* [TAREFA PROPOSTA 1]
Repita fielmente a passagem do texto sobre o guerreiro da luz, começando em "Edição nº 108" e seguindo até "tomar algumas precauções.".
* [TAREFA PROPOSTA 2]
Resuma em três frases o texto sobre o guerreiro da luz.

* [TEXTO SELECIONADO]

Edição nº 108

O guerreiro da luz e seus demônios

O guerreiro da luz e seus demônios

Tomando a decisão de seguir a luz
     O guerreiro da luz passa a acreditar que é melhor seguir a luz. Ele já traiu, mentiu, desviou-se do seu caminho, cortejou as trevas. E tudo continuou dando certo - como se nada tivesse acontecido. Mas agora ele quer mudar suas atitudes.
     Ao tomar esta decisão, escuta quatro comentários: "Você sempre agiu errado. Você está velho demais para mudar. Você não é bom. Você não merece".
     Então olha para o céu. E uma voz diz: "bem, meu caro, todo mundo já fez coisas erradas. Você está perdoado, mas não posso forçar este perdão. Decida-se".
     O verdadeiro guerreiro da luz aceita o perdão, e passa a tomar algumas precauções.

Um novo passo em falso
      Como nada muda da noite para o dia, o guerreiro dá um novo passo em falso e mergulha mais uma vez no abismo. Os fantasmas o provocam, a solidão o atormenta. Como agora tem mais consciência de seus atos, não pensava que isto fosse tornar a acontecer.
     Mas aconteceu. Envolto pela escuridão, ele se comunica com seu mestre.
     "Mestre, caí de novo no abismo", diz . "As águas são fundas e escuras"
     "Lembra-te de uma coisa", responde o mestre. "O que afoga não é o mergulho, mas o fato de permanecer debaixo d'água".
     E o guerreiro usa o resto de suas forças para sair da situação em que se encontra.

Entendendo o sentido da trégua
     Um guerreiro da luz não fica repetindo sempre a mesma luta. Se o combate, depois de algum tempo, não tem avanços nem recuos, ele compreende que é preciso sentar-se com o inimigo e discutir uma trégua.
     Ambos já praticaram a arte da espada, e agora precisam se entender. É um gesto de dignidade - e não de covardia. É um equilíbrio de forças, e uma mudança de estratégia.
     Traçados os planos de paz, os guerreiros voltam para suas casas. Não precisam provar nada a ninguém; combateram o bom Combate, e mantiveram a fé. Cada um cedeu um pouco, aprendendo com isto a arte da negociação.

Tendo cuidado com os comentários
     Um guerreiro sabe que as trevas utilizam uma rede invisível para espalhar seu mal. Esta rede pega qualquer informação solta no ar, e a transforma em intriga. Tudo que é dito a respeito de alguém, sempre termina chegando aos ouvidos dos inimigos desta pessoa, acrescido da carga tenebrosa de veneno e maldade.
     Por isso o guerreiro, quando fala das atitudes de seu irmão, imagina que ele está presente, escutando o que diz. Assim, desenvolve a arte da prudência e da dignidade.
     E fica cada vez mais perto da luz que entrou pela sua janela, e agora ilumina toda sua alma.

Amor e combate
     O guerreiro da luz as vezes luta com quem ama.

* [TRECHO DE ORIGEM]
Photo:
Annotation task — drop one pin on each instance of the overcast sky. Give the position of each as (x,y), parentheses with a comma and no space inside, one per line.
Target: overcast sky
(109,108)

* [RESPOSTA COMPLETA 1]
Edição nº 108

O guerreiro da luz e seus demônios

O guerreiro da luz e seus demônios

Tomando a decisão de seguir a luz
     O guerreiro da luz passa a acreditar que é melhor seguir a luz. Ele já traiu, mentiu, desviou-se do seu caminho, cortejou as trevas. E tudo continuou dando certo - como se nada tivesse acontecido. Mas agora ele quer mudar suas atitudes.
     Ao tomar esta decisão, escuta quatro comentários: "Você sempre agiu errado. Você está velho demais para mudar. Você não é bom. Você não merece".
     Então olha para o céu. E uma voz diz: "bem, meu caro, todo mundo já fez coisas erradas. Você está perdoado, mas não posso forçar este perdão. Decida-se".
     O verdadeiro guerreiro da luz aceita o perdão, e passa a tomar algumas precauções.

* [RESPOSTA COMPLETA 2]
O guerreiro da luz, que já traiu, mentiu e cortejou as trevas, decide seguir a luz e, apesar de ouvir que não merece mudar, aceita o perdão anunciado por uma voz vinda do céu. Ao cair novamente no abismo, ouve do mestre que o que afoga não é o mergulho, mas permanecer debaixo d'água, e emprega o resto de suas forças para sair dessa situação. Diante de um combate sem avanços nem recuos, ele discute uma trégua como gesto de dignidade, e, sabendo que as trevas transformam em intriga o que se diz sobre alguém, fala das atitudes de seu irmão como se este estivesse presente.